-------- Records to process --------

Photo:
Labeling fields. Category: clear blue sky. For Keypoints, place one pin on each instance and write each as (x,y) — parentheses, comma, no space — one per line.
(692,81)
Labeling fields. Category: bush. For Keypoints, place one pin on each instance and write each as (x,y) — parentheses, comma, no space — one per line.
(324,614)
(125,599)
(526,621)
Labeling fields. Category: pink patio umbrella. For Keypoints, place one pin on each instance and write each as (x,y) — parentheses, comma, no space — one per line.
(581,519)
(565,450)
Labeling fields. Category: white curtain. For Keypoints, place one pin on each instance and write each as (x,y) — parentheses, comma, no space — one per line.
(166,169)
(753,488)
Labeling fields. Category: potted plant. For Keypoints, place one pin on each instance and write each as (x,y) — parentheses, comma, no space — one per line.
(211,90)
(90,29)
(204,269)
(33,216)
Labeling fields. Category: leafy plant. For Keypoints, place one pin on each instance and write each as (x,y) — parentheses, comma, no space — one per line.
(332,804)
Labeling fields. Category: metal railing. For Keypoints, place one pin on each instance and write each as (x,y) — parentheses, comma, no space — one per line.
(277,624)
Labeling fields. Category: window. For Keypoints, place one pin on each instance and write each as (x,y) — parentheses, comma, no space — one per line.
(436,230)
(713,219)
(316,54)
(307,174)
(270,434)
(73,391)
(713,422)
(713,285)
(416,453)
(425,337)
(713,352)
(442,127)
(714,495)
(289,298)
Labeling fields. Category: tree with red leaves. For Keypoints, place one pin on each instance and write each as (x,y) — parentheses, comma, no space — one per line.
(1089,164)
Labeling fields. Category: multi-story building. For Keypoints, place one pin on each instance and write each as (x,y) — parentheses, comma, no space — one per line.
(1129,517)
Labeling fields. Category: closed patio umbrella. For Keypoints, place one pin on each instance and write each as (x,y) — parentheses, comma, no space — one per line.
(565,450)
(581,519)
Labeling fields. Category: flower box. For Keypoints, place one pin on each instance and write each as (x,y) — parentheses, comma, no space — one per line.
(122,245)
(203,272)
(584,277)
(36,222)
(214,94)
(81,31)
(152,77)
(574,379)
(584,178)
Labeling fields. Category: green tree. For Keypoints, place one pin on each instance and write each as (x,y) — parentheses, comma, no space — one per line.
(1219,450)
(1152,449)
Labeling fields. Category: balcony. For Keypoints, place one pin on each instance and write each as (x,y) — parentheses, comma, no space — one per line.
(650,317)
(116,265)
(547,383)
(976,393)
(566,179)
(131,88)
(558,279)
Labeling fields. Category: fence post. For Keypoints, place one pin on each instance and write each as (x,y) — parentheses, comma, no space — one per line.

--------

__What the exercise asks__: Retype the entries exactly, including every line.

__Written response__:
Photo:
Labeling fields. Category: clear blue sky. For Keypoints, place one pin on each instance and write each as (x,y) — parentheses, comma, no space — one per line.
(692,81)
Labeling fields. Category: bush. For Keypoints, place one pin on each instance and write each as (x,y) — parentheses, comma, no space — one per line.
(324,614)
(125,599)
(526,621)
Labeling fields. Category: pink patio umbrella. For Keypoints, place one pin on each instance and write each as (x,y) — parentheses, comma, no space — one per line.
(581,519)
(565,450)
Labeling fields. Category: white curtain. For Keypoints, place one pin on each instance and write each as (x,y) — parentheses, comma, no space — one per line.
(166,169)
(753,488)
Labeling fields. Category: potted plant. For Keypoints, place one pin on each instance and write each as (x,y) — parentheses, comma, no space — one per line.
(211,90)
(90,29)
(204,269)
(33,216)
Labeling fields. Category: leafy plant. For Keypoints, place one pin on each instance and write each as (x,y) — parentheses, comma, no space — one per line.
(332,804)
Labeling fields. Category: metal railing. For Keypoints, place one pin on each instance and write each as (x,y) — parentheses, comma, no space — one per line.
(277,624)
Labeling fields. Category: window. For Keypoints, place one pin on each instance and write each as (x,y) — parentheses, comma, no space — one per line.
(436,230)
(713,219)
(316,54)
(307,174)
(270,434)
(73,391)
(713,422)
(713,285)
(416,453)
(425,337)
(713,352)
(442,127)
(714,495)
(289,298)
Labeling fields. Category: tree with red leaves. For Keypoints, place one pin on each instance and write each as (x,y) — parentheses, comma, no space — one per line.
(1089,164)
Labeling fields. Category: multi-story building. For Keypoints, place one pin on each instance and write each as (x,y) — parentheses, comma, no space — one per line.
(1129,517)
Labeling fields. Category: closed patio umbrella. For Keypoints, place one pin on each instance and write each as (x,y) — parentheses, comma, no space — one per line.
(565,450)
(581,519)
Labeling fields. Category: flower box. For Keypoints, place one pin on each instance and write each as (x,y) — parentheses, comma, no space — one per line.
(122,245)
(203,272)
(584,277)
(36,222)
(214,94)
(81,31)
(152,77)
(574,379)
(584,178)
Labeling fields. Category: green tree. For Keypoints, place one pin on each instance and write each as (x,y) — parentheses, comma, no space — one per line.
(1219,450)
(1152,449)
Labeling fields. Category: balcony. For Keypoints, place one pin on each instance and write each as (x,y) — parentheses, comma, no space — one per line.
(650,317)
(116,265)
(547,383)
(976,393)
(566,179)
(131,88)
(558,279)
Labeling fields. Category: fence post. For Keypoints, place one pin on each instance and write each as (x,y) — parentheses, comma, no space — one per line.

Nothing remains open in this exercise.